◆ Assignment
Can you continue the parliamentary speech on Radio Lollipop from its final sentence?

◆ Document text
****
House debates

Monday, 11 February 2013


Radio Lollipop

8:21 pm

Photo of Kevin RuddKevin Rudd (Griffith, Australian Labor Party) Share this | Hansard source

I rise this evening to talk about an important but little-known volunteer organisation that is making an enormous difference to the lives of sick kids both on Brisbane's south side and around the country. This organisation is called Radio Lollipop, an in-hospital children's radio station and play service whose aim is to entertain and distract children during their stay in hospital. Given that the experience of being in a hospital is often scary and alien for children, Radio Lollipop gives sick kids and their family's an element of normality during what can sometimes be a very traumatic experience. When I was a kid I spent far too much time in hospital with rheumatic fever and other complaints and I remember how scary that experience was for a four- or five-year-old. These kids may not have a choice but to take their medication; however, they can request their favourite song, win prizes and hear their own voice on the local hospital radio.

Radio Lollipop has been supporting kids around the world since 1979. The first service in Australia was opened in 1985 at the Princess Margaret Hospital for Children in Perth. They now operate 11 services in Australia, including one at the Mater Hospital in South Brisbane. I was fortunate enough to visit Radio Lollipop at the Mater last year and see for myself the tremendous support that this organisation provides to sick kids and their families. It was there that I met Matthew and his mum Loraine. Matthew is a little two-year-old and has spent much of his life in hospital. Every day after school Loraine has to bring Matthew's two sisters, Chloe and Emma, with her to the hospital. Radio Lollipop gives Chloe and Emma a place to play and have fun and gives Loraine some respite and the opportunity to spend quality time with little Matthew. The life of this family is made a little more bearable because of the care and support that Radio Lollipop and the team of volunteers who support it provide.
****
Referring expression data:
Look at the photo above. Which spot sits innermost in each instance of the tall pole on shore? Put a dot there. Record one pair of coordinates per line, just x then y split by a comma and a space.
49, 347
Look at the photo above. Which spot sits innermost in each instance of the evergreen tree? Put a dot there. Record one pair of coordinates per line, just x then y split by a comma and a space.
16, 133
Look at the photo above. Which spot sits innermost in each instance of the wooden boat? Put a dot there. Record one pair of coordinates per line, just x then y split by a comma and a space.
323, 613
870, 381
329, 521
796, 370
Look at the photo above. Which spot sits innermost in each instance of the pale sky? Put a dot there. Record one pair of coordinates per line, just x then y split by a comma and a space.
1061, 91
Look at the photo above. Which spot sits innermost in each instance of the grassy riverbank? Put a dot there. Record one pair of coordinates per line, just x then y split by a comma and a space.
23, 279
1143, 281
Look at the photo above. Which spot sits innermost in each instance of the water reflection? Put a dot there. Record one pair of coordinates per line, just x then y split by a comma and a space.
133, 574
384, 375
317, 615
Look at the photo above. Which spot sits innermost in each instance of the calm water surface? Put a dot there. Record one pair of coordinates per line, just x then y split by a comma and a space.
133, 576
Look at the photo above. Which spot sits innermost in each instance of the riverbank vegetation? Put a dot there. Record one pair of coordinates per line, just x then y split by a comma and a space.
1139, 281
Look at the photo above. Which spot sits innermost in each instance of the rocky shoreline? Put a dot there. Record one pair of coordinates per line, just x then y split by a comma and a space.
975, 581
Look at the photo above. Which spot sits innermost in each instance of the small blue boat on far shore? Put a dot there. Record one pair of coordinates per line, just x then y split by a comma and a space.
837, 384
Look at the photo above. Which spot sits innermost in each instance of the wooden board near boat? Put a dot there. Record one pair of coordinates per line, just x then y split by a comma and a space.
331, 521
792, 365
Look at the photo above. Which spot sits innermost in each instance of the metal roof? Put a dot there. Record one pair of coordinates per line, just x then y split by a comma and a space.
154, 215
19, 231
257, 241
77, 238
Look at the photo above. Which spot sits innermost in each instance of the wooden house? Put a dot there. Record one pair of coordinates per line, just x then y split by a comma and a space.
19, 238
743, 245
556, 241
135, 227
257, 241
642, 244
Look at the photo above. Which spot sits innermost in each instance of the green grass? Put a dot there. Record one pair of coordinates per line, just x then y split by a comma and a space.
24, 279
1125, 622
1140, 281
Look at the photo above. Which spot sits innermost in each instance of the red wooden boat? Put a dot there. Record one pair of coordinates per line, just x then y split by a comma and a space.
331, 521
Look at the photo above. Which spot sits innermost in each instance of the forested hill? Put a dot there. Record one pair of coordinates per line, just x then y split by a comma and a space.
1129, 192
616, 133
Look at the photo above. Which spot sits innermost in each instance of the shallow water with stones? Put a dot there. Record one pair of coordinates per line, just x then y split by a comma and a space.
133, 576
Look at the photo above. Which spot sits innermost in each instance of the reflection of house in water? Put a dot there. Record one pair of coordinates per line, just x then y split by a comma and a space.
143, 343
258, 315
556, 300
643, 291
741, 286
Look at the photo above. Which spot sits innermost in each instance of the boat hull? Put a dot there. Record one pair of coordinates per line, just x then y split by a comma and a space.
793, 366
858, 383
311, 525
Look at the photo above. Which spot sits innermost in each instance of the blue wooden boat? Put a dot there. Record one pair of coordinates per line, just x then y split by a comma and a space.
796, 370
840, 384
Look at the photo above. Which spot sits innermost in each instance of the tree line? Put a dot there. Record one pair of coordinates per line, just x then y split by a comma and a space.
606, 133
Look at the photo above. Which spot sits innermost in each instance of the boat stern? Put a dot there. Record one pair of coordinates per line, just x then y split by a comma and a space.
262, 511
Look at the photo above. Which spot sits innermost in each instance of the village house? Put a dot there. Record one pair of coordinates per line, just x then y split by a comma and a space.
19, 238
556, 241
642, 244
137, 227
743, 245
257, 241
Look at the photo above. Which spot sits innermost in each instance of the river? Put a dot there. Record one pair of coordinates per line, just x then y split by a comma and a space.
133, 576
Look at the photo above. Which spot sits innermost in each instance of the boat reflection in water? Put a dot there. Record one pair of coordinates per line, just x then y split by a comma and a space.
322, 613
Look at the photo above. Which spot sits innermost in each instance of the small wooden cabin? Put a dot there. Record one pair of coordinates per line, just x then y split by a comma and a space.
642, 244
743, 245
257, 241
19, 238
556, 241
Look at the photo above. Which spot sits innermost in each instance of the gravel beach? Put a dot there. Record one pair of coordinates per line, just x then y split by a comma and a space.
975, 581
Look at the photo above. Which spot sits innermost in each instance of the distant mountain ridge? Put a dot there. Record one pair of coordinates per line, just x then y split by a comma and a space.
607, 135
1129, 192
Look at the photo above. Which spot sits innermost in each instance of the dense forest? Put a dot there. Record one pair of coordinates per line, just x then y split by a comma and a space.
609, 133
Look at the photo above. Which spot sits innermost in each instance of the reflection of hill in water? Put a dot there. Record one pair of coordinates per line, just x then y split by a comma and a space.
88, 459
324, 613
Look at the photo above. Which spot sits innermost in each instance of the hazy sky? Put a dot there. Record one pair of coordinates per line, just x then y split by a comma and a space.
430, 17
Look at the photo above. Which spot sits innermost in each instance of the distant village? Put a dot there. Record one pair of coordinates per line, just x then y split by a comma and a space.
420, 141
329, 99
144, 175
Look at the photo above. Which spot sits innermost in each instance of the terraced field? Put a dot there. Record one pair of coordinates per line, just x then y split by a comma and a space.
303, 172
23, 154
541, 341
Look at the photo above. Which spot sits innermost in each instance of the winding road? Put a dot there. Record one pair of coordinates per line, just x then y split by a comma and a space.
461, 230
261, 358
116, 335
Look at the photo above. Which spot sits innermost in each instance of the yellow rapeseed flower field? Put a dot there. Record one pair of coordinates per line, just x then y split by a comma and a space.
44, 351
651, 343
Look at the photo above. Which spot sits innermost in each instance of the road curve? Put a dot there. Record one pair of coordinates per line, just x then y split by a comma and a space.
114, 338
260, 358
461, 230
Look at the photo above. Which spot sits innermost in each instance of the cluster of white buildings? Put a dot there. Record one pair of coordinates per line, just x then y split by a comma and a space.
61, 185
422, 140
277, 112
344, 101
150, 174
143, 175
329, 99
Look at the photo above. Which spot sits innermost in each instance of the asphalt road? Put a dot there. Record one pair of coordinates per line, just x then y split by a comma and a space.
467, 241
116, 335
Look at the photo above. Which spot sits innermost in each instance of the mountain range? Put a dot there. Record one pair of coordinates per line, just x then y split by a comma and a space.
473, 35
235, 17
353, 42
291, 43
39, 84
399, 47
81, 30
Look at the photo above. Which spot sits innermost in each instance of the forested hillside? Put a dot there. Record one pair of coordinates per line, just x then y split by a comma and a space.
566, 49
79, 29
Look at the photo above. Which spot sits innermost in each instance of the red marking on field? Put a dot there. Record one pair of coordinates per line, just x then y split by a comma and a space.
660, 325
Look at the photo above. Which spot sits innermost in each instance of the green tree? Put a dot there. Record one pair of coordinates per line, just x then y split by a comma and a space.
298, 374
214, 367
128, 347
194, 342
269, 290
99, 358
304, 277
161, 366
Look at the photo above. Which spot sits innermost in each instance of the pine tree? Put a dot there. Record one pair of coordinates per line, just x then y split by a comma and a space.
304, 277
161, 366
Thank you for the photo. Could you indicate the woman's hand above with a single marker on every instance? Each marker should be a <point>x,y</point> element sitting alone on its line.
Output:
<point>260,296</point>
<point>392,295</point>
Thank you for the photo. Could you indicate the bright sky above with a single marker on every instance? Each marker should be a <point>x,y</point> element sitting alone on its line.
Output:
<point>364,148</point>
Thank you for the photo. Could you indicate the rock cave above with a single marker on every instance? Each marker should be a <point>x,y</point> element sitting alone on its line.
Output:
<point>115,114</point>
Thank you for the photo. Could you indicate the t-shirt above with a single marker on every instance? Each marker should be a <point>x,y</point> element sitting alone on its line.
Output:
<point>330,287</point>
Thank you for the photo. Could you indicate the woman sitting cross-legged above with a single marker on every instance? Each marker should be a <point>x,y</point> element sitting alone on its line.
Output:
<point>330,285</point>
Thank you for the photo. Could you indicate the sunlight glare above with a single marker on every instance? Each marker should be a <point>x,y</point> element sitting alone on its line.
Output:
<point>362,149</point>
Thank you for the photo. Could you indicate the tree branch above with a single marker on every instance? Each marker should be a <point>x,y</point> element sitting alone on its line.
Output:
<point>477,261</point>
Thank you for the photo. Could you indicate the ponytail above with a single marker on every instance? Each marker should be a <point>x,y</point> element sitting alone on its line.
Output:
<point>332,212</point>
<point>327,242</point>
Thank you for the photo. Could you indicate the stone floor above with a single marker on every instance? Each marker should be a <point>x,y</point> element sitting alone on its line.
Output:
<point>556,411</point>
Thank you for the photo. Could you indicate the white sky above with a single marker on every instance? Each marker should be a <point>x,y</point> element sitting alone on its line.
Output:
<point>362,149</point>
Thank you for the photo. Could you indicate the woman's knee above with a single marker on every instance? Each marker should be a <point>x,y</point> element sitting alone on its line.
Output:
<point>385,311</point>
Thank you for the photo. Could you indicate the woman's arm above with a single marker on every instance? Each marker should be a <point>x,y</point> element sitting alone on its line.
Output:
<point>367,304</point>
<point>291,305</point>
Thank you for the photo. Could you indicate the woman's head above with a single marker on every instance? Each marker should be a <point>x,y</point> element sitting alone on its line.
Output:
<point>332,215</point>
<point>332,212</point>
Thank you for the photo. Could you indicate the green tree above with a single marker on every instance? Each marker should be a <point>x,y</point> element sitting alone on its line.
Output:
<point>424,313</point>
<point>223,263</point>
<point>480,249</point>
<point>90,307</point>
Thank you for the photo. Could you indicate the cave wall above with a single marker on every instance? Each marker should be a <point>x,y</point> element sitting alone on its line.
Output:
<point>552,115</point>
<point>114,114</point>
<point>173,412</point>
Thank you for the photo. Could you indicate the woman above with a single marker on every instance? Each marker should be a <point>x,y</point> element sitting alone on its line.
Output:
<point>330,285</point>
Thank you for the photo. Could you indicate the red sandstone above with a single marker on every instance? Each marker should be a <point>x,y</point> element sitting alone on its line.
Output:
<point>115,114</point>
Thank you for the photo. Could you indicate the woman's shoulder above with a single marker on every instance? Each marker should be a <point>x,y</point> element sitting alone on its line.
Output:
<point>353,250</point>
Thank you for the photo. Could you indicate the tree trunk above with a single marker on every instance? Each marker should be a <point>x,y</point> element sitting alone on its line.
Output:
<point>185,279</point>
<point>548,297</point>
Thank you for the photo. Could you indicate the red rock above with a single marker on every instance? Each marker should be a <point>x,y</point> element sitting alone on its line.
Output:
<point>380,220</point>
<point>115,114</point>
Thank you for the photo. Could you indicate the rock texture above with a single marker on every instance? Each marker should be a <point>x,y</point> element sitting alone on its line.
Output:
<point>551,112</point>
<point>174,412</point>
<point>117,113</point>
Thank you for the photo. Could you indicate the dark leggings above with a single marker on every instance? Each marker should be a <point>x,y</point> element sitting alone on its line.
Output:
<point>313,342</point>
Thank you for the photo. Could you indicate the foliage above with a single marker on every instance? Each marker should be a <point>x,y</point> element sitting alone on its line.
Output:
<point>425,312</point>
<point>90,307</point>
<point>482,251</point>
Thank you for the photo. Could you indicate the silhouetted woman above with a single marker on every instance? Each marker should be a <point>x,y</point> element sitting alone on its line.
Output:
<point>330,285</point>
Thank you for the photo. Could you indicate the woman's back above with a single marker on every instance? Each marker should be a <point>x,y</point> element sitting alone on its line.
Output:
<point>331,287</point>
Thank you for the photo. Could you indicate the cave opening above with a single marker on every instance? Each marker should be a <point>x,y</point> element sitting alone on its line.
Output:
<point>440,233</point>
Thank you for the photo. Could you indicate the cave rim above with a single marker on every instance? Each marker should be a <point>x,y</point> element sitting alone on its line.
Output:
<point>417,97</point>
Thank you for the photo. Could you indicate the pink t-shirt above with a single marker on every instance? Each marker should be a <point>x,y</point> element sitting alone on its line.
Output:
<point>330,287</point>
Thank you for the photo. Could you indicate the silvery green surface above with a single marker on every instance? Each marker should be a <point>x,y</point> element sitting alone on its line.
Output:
****
◆ Output for this exercise
It is not just the happy faces on kids and their parents that are testament to the value of Radio Lollipop. Various studies have shown that calm kids recover better and require less pain relief medication. After Radio Lollipop's first year of operation at the Mater in Brisbane it was estimated by the hospital that the hospital had saved around $400,000 in un-administered pain relief. Extrapolated over 22 years, the figure comes in at about $10 million. When you think that each station is self-funded and runs on a miniscule budget of around $50,000 per year, you get a real sense of the difference this organisation makes to the lives of those it touches and to the ever constrained budgets of our hospitals.

This service is entirely run by volunteers, who are responsible for developing and participating in fun activities with kids and their families, producing and presenting a nightly radio program and fundraising for their local station. In recognition for her selfless dedication to Radio Lollipop and the sick kids in Queensland hospitals, one such volunteer, Sandra Ursino, was this year awarded the Medal of the Order of Australia, an OAM. Sandra has been with the organisation in Queensland for 13 years and started out as simply a ward volunteer. She is now Queensland director and totally dedicated to brightening up the lives of sick kids. Upon receiving the Medal of the Order of Australia, Sandra dedicated it to the entire Radio Lollipop volunteer team.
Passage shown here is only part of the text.